(Data for this exercise begins)

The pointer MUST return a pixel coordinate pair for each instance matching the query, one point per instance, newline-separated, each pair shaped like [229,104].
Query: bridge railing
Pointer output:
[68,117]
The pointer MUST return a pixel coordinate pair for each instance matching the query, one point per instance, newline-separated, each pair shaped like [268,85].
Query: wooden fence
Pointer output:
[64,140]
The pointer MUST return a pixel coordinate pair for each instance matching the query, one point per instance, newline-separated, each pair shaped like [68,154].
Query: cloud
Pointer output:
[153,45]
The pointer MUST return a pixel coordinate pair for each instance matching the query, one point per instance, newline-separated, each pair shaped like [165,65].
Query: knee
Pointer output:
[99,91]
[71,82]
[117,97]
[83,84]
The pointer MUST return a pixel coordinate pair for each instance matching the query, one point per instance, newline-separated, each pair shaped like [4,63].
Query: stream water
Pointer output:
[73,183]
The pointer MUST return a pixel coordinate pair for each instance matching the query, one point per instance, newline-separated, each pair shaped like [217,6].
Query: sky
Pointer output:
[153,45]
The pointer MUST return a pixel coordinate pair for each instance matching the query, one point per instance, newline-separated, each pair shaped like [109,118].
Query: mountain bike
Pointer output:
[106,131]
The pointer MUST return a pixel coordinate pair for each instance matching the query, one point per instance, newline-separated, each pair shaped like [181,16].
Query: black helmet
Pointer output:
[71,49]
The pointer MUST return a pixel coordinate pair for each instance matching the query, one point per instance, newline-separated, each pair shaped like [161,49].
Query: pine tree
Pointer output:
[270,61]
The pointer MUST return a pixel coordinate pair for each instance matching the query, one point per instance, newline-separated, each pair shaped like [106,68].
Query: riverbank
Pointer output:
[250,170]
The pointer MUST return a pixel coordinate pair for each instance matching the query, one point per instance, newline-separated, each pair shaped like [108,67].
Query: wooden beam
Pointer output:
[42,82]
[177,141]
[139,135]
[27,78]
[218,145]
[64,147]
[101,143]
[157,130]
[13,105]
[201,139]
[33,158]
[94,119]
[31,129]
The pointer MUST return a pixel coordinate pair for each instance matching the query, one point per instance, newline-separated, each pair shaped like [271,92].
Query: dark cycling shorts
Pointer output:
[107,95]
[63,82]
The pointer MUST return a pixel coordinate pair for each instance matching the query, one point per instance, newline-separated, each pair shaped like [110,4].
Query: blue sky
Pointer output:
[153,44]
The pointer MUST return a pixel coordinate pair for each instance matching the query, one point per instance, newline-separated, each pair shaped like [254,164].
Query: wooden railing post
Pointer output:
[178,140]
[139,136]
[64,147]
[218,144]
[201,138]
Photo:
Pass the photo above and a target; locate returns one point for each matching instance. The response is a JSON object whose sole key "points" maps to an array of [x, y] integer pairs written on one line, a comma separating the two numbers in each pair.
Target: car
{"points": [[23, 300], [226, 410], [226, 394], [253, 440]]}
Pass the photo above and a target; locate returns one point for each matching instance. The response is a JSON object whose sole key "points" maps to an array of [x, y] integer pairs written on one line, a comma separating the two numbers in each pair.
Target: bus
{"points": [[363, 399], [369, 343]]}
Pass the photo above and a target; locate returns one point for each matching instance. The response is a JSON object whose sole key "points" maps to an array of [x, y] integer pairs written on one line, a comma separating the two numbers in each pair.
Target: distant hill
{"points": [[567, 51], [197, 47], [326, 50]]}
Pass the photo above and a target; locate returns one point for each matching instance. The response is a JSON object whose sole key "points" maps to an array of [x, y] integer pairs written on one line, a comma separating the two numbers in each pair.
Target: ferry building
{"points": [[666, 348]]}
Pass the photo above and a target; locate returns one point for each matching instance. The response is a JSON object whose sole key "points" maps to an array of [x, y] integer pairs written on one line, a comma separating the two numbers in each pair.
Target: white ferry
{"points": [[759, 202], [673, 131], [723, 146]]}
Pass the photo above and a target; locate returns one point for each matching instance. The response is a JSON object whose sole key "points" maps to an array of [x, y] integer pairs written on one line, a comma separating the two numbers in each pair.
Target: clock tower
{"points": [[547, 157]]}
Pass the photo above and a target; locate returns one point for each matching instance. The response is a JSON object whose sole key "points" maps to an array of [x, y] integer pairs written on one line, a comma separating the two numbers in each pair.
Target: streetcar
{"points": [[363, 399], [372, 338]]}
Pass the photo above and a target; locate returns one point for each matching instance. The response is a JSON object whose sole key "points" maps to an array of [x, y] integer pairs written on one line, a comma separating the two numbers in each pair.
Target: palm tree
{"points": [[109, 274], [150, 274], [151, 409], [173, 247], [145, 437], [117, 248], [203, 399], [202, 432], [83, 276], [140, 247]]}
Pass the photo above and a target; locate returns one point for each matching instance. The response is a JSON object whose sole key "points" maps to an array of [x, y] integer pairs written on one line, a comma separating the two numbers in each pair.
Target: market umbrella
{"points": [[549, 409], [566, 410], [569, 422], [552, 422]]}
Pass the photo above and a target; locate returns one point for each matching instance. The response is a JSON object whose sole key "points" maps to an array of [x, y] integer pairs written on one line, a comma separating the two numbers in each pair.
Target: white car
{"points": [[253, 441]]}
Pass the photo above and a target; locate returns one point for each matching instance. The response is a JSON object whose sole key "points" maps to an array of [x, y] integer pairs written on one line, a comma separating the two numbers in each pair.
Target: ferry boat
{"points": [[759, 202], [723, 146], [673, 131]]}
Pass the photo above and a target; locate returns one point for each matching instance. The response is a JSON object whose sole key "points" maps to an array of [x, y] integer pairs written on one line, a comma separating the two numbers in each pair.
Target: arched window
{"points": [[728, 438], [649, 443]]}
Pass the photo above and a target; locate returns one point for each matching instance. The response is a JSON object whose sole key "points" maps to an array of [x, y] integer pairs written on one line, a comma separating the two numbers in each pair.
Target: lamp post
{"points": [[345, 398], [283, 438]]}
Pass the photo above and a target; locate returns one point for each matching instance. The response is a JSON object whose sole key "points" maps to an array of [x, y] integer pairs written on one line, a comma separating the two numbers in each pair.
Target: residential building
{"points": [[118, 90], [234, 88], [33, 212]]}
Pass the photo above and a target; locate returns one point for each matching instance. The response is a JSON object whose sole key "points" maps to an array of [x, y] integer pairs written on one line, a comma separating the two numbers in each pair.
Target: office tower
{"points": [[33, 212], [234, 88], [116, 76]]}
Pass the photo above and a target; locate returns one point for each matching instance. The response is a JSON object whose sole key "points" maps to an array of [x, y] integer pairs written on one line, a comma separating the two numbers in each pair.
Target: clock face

(Data for this exercise ends)

Task directions:
Keeping every word and mark as it is, print the entries above.

Solution:
The pointer MUST return a pixel coordinate pair for each instance matching the query, one point per instance, newline-separated, each pair shaped like [229,104].
Query: bridge railing
Pointer output:
[68,117]
The pointer MUST return a pixel coordinate pair for each instance matching the query, one point per instance, newline-separated, each pair shaped like [268,85].
Query: wooden fence
Pointer output:
[64,140]
The pointer MUST return a pixel coordinate pair for each instance matching the query, one point per instance, newline-separated, each pair shaped like [68,154].
Query: cloud
Pointer output:
[153,45]
The pointer MUST return a pixel coordinate pair for each instance matching the query, one point per instance, newline-separated, each pair shaped like [165,65].
Query: knee
Pointer output:
[99,91]
[71,82]
[117,97]
[83,84]
The pointer MUST return a pixel coordinate pair for each instance matching the query, one point per instance, newline-separated, each pair shaped like [4,63].
Query: stream water
Pointer output:
[73,183]
The pointer MUST return a pixel coordinate pair for each instance matching the query, one point per instance, newline-separated, each pair shaped like [217,6].
Query: sky
Pointer output:
[153,45]
The pointer MUST return a pixel coordinate pair for each instance matching the query, one point per instance, newline-separated, each pair shaped like [109,118].
Query: mountain bike
Pointer output:
[106,131]
The pointer MUST return a pixel coordinate pair for each instance matching the query, one point per instance, newline-separated, each pair shaped like [181,16].
Query: black helmet
Pointer output:
[71,49]
The pointer MUST return a pixel coordinate pair for each instance matching the query, one point per instance, newline-separated, each pair shaped like [161,49].
Query: pine tree
Pointer output:
[270,61]
The pointer MUST return a pixel coordinate pair for each instance matching the query, one point per instance, newline-separated, each pair shaped like [106,68].
Query: riverbank
Pointer output:
[250,170]
The pointer MUST return a pixel coordinate pair for each instance matching the query, one point per instance, newline-separated, each pair shaped like [108,67].
Query: wooden beam
Pointer output:
[42,82]
[177,141]
[139,135]
[27,78]
[218,145]
[64,147]
[101,143]
[157,130]
[13,105]
[201,139]
[33,158]
[94,119]
[31,129]
The pointer MUST return a pixel coordinate pair for each instance matching the query, one point per instance, newline-separated, each pair shaped like [271,92].
Query: dark cycling shorts
Pointer output:
[107,95]
[63,82]
The pointer MUST return a pixel coordinate pair for each instance matching the query, one point per instance, newline-separated, each pair shaped like [110,4].
Query: blue sky
Pointer output:
[153,44]
The pointer MUST return a pixel coordinate pair for each instance matching the query, one point per instance, newline-separated, each pair shaped like [254,164].
Query: wooden railing post
Pointer output:
[178,140]
[139,136]
[64,147]
[218,144]
[201,138]
Photo:
Pass the photo above and a target; locate returns one point for each matching instance. The response is a JSON object whose sole key "points" maps to an array of [x, y] integer pairs written on one line, a comma separating the two numbers in each pair.
Target: car
{"points": [[23, 300], [226, 410], [226, 394], [253, 440]]}
Pass the photo above and a target; locate returns one point for each matching instance. The response is a JSON object whose sole key "points" maps to an array of [x, y] integer pairs written on one line, a comma separating the two numbers in each pair.
Target: bus
{"points": [[363, 399], [369, 343]]}
Pass the photo above and a target; locate returns one point for each matching instance. The response is a JSON object whose sole key "points" maps to an array of [x, y] integer pairs written on one line, a comma separating the two numbers in each pair.
Target: distant hill
{"points": [[567, 51], [197, 47], [326, 50]]}
Pass the photo above and a target; locate returns one point for each matching instance. The response is a JSON object whose sole key "points" maps to an array of [x, y] integer pairs written on one line, a comma separating the two numbers in each pair.
Target: ferry building
{"points": [[666, 348]]}
Pass the photo above and a target; locate returns one point for each matching instance. The response is a JSON object whose sole key "points" maps to an array of [x, y] integer pairs written on one line, a comma separating the two numbers in each pair.
Target: white ferry
{"points": [[759, 202], [673, 131], [723, 146]]}
Pass the photo above and a target; locate returns one point for each matching instance. The response is a JSON object whose sole key "points" maps to an array of [x, y] integer pairs written on one line, a comma separating the two numbers in each pair.
Target: clock tower
{"points": [[547, 157]]}
Pass the photo above and a target; locate returns one point for each matching instance. The response is a JSON object whose sole key "points" maps to an array of [x, y] integer pairs written on one line, a comma separating the two numbers in each pair.
Target: streetcar
{"points": [[363, 399], [372, 338]]}
Pass the photo above and a target; locate returns one point for each matching instance. The response is a JSON object whose sole key "points" maps to an array of [x, y] integer pairs written on one line, a comma separating the two numbers in each pair.
Target: palm tree
{"points": [[109, 274], [150, 274], [151, 409], [173, 247], [145, 437], [117, 248], [203, 399], [202, 432], [83, 276], [140, 247]]}
Pass the photo above and a target; locate returns one point for each matching instance. The response is a JSON object whose sole key "points" maps to an array of [x, y] integer pairs written on one line, a comma separating the two numbers in each pair.
Target: market umbrella
{"points": [[549, 409], [566, 410], [569, 422], [552, 422]]}
Pass the photo above and a target; locate returns one point for each matching instance. The response is a JSON object whose sole key "points" maps to an array of [x, y] integer pairs written on one line, a comma separating the two numbers in each pair.
Target: white car
{"points": [[253, 441]]}
Pass the photo above and a target; locate returns one point for each matching instance. The response is a JSON object whose sole key "points" maps to an array of [x, y] integer pairs written on one line, a comma separating the two numbers in each pair.
Target: ferry boat
{"points": [[759, 202], [723, 146], [673, 131]]}
Pass the photo above and a target; locate returns one point for each matching instance. The response is a JSON object whose sole key "points" maps to an array of [x, y] integer pairs written on one line, a comma separating the two numbers in each pair.
Target: arched window
{"points": [[728, 438], [649, 443]]}
Pass the photo above and a target; locate returns one point for each matching instance. The response is a JSON object whose sole key "points" maps to an array of [x, y] integer pairs written on one line, a comma separating the two numbers in each pair.
Target: lamp post
{"points": [[345, 398], [283, 438]]}
Pass the photo above and a target; locate returns one point for each matching instance. The response is a JSON object whose sole key "points" maps to an array of [x, y] integer pairs written on one line, a comma separating the two numbers in each pair.
Target: residential building
{"points": [[118, 90], [234, 88], [33, 212]]}
Pass the photo above and a target; locate returns one point for each matching instance. The response is a JSON object whose sole key "points" maps to an array of [x, y] integer pairs written on one line, a comma separating the two numbers in each pair.
Target: office tower
{"points": [[33, 212], [234, 88], [116, 76]]}
Pass the photo above and a target; locate returns one point for each matching instance. The response is a JSON object whose sole key "points" maps to an array of [x, y] integer pairs written on one line, a comma separating the two numbers in each pair.
Target: clock face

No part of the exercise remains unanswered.